» **İstenen İş**: Skype yazısında "Ne çok ranini" sözleriyle açılıp "ben değilim. Neyse..." sözleriyle kapanan bölümü, "New York" yerine "Londra" koyarak yeniden yazar mısın?

» **Belge Bölümü**:
***
Pazartesi, Kasım 09, 2009

Skype Test Call


Ne çok ranini var ortalıkta ki hiç biri ben değilim. New York ile irtibata geçebilmek için bu sabah 'skype' denilen programı kurmaya çalıştım. Yükledim. Fakat gel gör ki kullanıcı adı almakta bu kadar zorlanacağımı tahmin bile edemezdim. Müstear ismimden geçtim, gerçek adımı ve soyadımı bile alamadım. Sonunda uyduruk bir isim kullanmak zorunda kaldım. "ranini4587696744" ya da "rabia 2009" gibi uzak ara klon bir isim kullanmayı da gururuma yediremedim. Skype'da beni bulmaya çalışan arkadaşım, 'var burda bi ranini sen misin?' dediğinde de 'ben değilim, kim o yahu!' diye sinir bile yaptım. Ne kadar benimsemişim mahlasımı farkında olmadan. Vesileyle de duyurayım, skype kanalıyla bulacağınız "ranini"lerin ne yazık ki hiçbiri ben değilim. Neyse...

Teknoloji benim de boyumu aşmak üzere. Evvelce de sanal hayatın insanı yalnızlaştırdığınından dem vurmuştum. Sanal Market alışverişlerine de alıştım. Torba taşıma eziyetini ortadan kaldırıyor. İnternetten gazete okumaya, yemek sipariş etmeye, konuşmaya tam gaz alışıyorum galiba. Ip Tv ihalesi yapılmıştı geçtiğimiz aylarda, o da yaygınlaşmaya başlarsa artık anında izleme yapmaya gerek kalmayacak. Paralı kanallarda olduğu gibi bilmem hangi günün, filanca programına ulaşıp izlememiz mümkün olacak. Benim yaşıtlarımın teknoloji ile barışabilmeyi becermesi de kutlanası bir durumdur. Belki de sadece benim için kutlanası bir durum. Almancı kız çocukları yaz aylarında memlekete, mahalle sokaklarına döndüklerinde televizyonda oynayan bir çizgi filmi kayıt edip, istedikleri zaman kaset gibi takıp izlediklerini anlattıklarında dalga geçer, inanmazdık. Deli ya da yalancı bellemiştik onları.
***
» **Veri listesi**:
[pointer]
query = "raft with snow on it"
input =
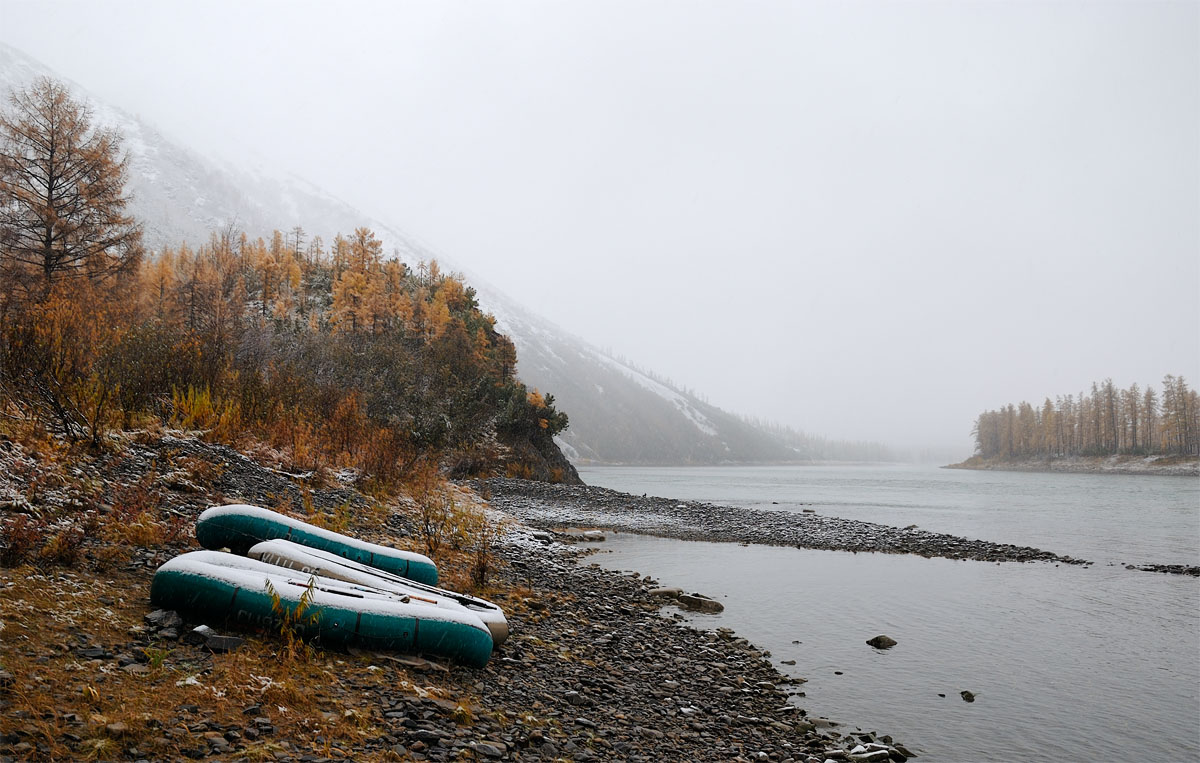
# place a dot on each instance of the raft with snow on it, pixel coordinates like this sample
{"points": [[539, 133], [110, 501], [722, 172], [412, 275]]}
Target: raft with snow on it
{"points": [[223, 589], [238, 527], [315, 562]]}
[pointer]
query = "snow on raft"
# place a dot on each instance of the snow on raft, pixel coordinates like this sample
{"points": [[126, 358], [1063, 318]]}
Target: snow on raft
{"points": [[221, 588], [312, 562], [238, 527]]}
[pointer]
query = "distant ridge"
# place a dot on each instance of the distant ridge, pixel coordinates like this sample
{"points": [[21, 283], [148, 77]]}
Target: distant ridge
{"points": [[618, 414]]}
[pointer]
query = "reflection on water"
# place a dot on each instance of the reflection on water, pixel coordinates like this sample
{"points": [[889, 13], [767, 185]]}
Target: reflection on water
{"points": [[1101, 517], [1066, 662]]}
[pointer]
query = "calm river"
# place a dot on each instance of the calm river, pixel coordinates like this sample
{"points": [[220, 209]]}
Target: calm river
{"points": [[1066, 662]]}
***
» **Alıştırma Sonucu**:
Ne çok ranini var ortalıkta ki hiç biri ben değilim. Londra ile irtibata geçebilmek için bu sabah 'skype' denilen programı kurmaya çalıştım. Yükledim. Fakat gel gör ki kullanıcı adı almakta bu kadar zorlanacağımı tahmin bile edemezdim. Müstear ismimden geçtim, gerçek adımı ve soyadımı bile alamadım. Sonunda uyduruk bir isim kullanmak zorunda kaldım. "ranini4587696744" ya da "rabia 2009" gibi uzak ara klon bir isim kullanmayı da gururuma yediremedim. Skype'da beni bulmaya çalışan arkadaşım, 'var burda bi ranini sen misin?' dediğinde de 'ben değilim, kim o yahu!' diye sinir bile yaptım. Ne kadar benimsemişim mahlasımı farkında olmadan. Vesileyle de duyurayım, skype kanalıyla bulacağınız "ranini"lerin ne yazık ki hiçbiri ben değilim. Neyse...